┌─ Working data

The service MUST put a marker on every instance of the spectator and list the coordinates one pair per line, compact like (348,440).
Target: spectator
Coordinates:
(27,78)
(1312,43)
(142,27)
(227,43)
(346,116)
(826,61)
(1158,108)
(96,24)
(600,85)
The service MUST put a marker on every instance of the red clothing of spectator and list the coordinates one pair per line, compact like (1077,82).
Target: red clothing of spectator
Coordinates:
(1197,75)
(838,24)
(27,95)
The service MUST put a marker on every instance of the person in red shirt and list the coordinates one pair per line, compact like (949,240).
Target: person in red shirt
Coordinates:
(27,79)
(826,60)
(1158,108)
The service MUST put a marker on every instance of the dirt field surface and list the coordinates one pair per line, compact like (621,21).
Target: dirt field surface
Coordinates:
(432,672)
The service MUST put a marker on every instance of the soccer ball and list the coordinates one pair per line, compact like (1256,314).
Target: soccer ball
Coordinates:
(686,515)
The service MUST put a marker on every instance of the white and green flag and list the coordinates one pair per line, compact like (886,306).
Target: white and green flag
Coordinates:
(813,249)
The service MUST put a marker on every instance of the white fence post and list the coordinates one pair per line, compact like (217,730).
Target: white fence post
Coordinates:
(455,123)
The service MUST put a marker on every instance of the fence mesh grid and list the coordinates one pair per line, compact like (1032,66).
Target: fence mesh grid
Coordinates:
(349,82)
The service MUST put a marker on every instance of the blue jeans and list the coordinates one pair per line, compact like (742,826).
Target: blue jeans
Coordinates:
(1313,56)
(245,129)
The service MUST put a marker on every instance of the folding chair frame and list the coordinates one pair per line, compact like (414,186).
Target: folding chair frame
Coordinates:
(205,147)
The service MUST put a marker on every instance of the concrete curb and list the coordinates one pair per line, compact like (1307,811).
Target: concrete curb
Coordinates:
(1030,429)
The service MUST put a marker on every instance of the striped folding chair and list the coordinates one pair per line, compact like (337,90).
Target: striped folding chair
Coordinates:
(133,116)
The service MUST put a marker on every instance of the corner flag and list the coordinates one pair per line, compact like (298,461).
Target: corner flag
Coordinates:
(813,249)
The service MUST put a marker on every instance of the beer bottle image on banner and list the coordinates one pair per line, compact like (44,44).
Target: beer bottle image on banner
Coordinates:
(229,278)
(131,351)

└─

▶ **Exercise prompt**: Rescale this stretch of the listing: begin at the line that has "compact like (298,461)." and stop after the last line of the listing. Write out every line in it, requests included, with each answer coordinate multiplied by 0.3 and rounded to a whole number (halves up), and leave the numbers in the requests unchanged.

▶ **Correct result**:
The service MUST put a marker on every instance of the corner flag and list the coordinates one pair per line, compact like (298,461).
Target: corner flag
Coordinates:
(244,75)
The service MUST put a marker on every instance of the beer bottle image on banner and list the coordinates one pair per line, compact like (44,44).
Target: beer bottle image on banner
Coordinates:
(69,83)
(39,105)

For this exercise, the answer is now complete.